### [TASK TO CARRY OUT]
Continue the passage below on how translators in the Queens College MFA program engage with theory and criticism, starting after its last sentence.

### [DOCUMENT EXTRACT]
= = = =

Another important difference is that translators foreground theory and criticism in their process. The MFA program at Queens College requires students on all tracks to take both MA literature classes as well as a graduate course in theory and criticism. The former offers exposure to more works of literature from different periods and in different genres, while the latter gives a sense of critical and theoretical trends in literary study. While to some extent latently informing submitted works in creative writing workshops, the idea of the romantic go-at-it-alone writer still threatens to trump the material of such classes. 

Translation workshop conversely foregrounds criticism and theory as well as the literature of different genres offered for study. Students must begin by submitting bio-critical studies of their workshop submissions. When applicable, they also offer feminist, queer, postcolonial, or raced readings of their translated texts to better understand the implications of what they translate.

= = = =

### [RAW DATA]
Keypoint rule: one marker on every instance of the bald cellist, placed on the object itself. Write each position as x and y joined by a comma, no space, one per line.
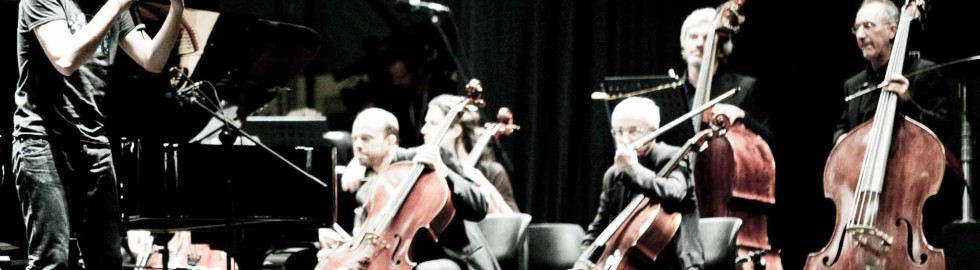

= = = =

### [RESPONSE TO THE TASK]
Both translation and creative writing qualify as arts with language as the principal medium, yet few poetry workshops preoccupy themselves with the overriding question of what it means to write poetry. Insofar as the practice of translation involves the metafunction of language, student translators greatly benefit from commanding a discourse that can articulate the work they do. We therefore study and apply translation theory and criticism, as well as the broader literary theory and criticism introduced in their MA course. 

At a more basic level, students also need to examine their subjective position as translators working in the medium of language more so than their counterparts in creative writing. To this end, as a low-stakes creative exercise, I offer a plethora of famous metaphors about the translation process, starting with Robert Frost’s famous “Poetry is what gets lost in translation.” I then ask them to develop their own original understanding of translation by inventing their own extended metaphor. This local reflection parallels our seminal readings about translation by Schleiermacher, Jakobson, Benjamin, etc.

A final distinction between creative writing and translation workshops is that translators don’t turn in their own creative work. Aside from creative writing workshops in appropriation or documentation, MFA courses ask students to submit original pieces. Translators work with preexisting source texts, meaning they don’t write their own prose, poetry, or drama. As obvious as this sounds, the implications of this divergence from other workshops warrant reflection, especially in a creative writing program like mine where translators write and writers translate.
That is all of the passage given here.